## Work to be completed
Return every line below exactly, leaving nothing out.

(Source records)
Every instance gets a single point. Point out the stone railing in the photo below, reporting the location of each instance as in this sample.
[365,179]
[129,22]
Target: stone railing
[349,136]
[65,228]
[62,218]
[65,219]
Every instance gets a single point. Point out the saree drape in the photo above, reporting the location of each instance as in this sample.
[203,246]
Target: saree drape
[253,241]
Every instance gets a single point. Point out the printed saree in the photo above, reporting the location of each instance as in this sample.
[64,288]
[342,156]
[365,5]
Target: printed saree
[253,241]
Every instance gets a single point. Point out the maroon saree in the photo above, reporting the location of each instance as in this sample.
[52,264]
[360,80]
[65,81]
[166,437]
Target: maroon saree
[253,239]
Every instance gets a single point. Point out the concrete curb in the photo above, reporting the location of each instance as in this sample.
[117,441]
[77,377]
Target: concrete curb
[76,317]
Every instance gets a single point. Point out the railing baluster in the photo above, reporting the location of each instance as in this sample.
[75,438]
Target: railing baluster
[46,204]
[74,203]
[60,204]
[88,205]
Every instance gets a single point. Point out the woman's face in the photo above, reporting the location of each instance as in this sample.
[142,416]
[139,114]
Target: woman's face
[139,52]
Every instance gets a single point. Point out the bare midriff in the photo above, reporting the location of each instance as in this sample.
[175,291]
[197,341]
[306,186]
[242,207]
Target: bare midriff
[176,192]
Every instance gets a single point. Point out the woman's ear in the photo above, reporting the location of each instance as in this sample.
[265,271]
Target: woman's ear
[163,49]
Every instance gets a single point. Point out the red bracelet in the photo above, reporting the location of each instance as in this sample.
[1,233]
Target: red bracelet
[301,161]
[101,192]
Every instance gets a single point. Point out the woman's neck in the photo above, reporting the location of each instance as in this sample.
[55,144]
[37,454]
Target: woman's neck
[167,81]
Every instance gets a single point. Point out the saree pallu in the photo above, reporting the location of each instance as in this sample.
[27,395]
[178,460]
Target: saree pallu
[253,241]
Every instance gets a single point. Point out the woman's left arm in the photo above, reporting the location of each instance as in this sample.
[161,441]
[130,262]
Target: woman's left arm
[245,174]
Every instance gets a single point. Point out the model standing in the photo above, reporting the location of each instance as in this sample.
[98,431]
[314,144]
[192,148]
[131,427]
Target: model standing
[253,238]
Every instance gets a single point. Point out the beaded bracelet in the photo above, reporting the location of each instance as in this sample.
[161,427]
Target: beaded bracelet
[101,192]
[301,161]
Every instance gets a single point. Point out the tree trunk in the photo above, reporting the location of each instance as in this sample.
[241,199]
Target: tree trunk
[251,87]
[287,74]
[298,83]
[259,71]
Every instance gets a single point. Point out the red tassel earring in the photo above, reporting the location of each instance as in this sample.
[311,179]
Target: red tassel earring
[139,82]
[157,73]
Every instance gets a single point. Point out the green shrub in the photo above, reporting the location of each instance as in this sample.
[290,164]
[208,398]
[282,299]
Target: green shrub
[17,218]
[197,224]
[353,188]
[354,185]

## Result
Every instance gets a single point. Point out the stone railing in the photo below, reporting the location of each instance as in this sample.
[365,179]
[129,22]
Target: stone railing
[349,136]
[65,228]
[62,218]
[65,219]
Every instance gets a single point. Point out the saree drape in the photo above, reporting the location of each instance as in this sample.
[203,246]
Target: saree drape
[253,241]
Every instance gets a single point. Point out the printed saree in the photo above, reporting the location of each instance as in this sample.
[64,288]
[342,156]
[365,5]
Target: printed saree
[253,241]
Every instance gets a single point. Point out the maroon saree in the photo above, reporting the location of each instance as in this sample.
[52,264]
[360,80]
[65,81]
[166,437]
Target: maroon saree
[253,239]
Every instance gets a single point. Point out the concrete curb in the photo above, reporting the location of each instance as in this sample.
[117,441]
[77,377]
Target: concrete curb
[76,317]
Every instance gets a single point. Point out the railing baluster in the photo above, reporting the location of each instance as in this sample.
[75,438]
Target: railing baluster
[46,204]
[74,203]
[60,204]
[88,205]
Every instance gets a single point. Point out the woman's face in the photo above, reporting the location of each instance as in this sample.
[142,416]
[139,114]
Target: woman's face
[139,52]
Every instance gets a single point. Point out the bare midriff in the photo above, reporting the location of each instance as in this sample.
[175,291]
[197,341]
[306,186]
[242,207]
Target: bare midriff
[176,192]
Every instance gets a single point. Point out the woman's ear in the photo above, reporting the location of each instance as in this sample.
[265,271]
Target: woman's ear
[163,49]
Every instance gets a single point. Point out the red bracelet in the photo above, reporting the location of each instance as in this sample.
[1,233]
Target: red bracelet
[301,161]
[101,192]
Every instance gets a single point. Point out the woman's neck in the photo above, reporting the location of each instance as in this sample.
[55,144]
[37,454]
Target: woman's neck
[167,81]
Every instance gets a single point. Point out the saree pallu in the photo above, reporting the location of each instance as in this sample.
[27,395]
[178,460]
Target: saree pallu
[253,241]
Every instance gets a single point. Point out the woman's left arm in the photo above, reporting the location of each instance as in this sample.
[161,441]
[130,262]
Target: woman's left arm
[245,174]
Every instance gets a single point. Point out the model standing in the photo above, reporting the location of each instance as in this sample.
[98,431]
[314,144]
[192,148]
[131,427]
Target: model standing
[253,238]
Every instance gets a single point. Point out the beaded bracelet in the photo above, reporting the location of each instance as in this sample.
[161,427]
Target: beaded bracelet
[101,192]
[301,161]
Every instance gets a single point. Point out the tree trunk in the photo above, reporting the location of each instance as in this sample.
[241,199]
Target: tree trunk
[251,87]
[287,74]
[298,83]
[259,71]
Every instance gets a single point. Point out the red tassel earring in the photo above, reporting the location of each instance as in this sample.
[311,179]
Target: red tassel earring
[139,82]
[157,73]
Every instance gets a single point. Point out the green shrub in the photo above, reporting the location of each instance as in this sample.
[290,164]
[208,398]
[282,299]
Target: green shrub
[17,218]
[197,224]
[353,188]
[354,185]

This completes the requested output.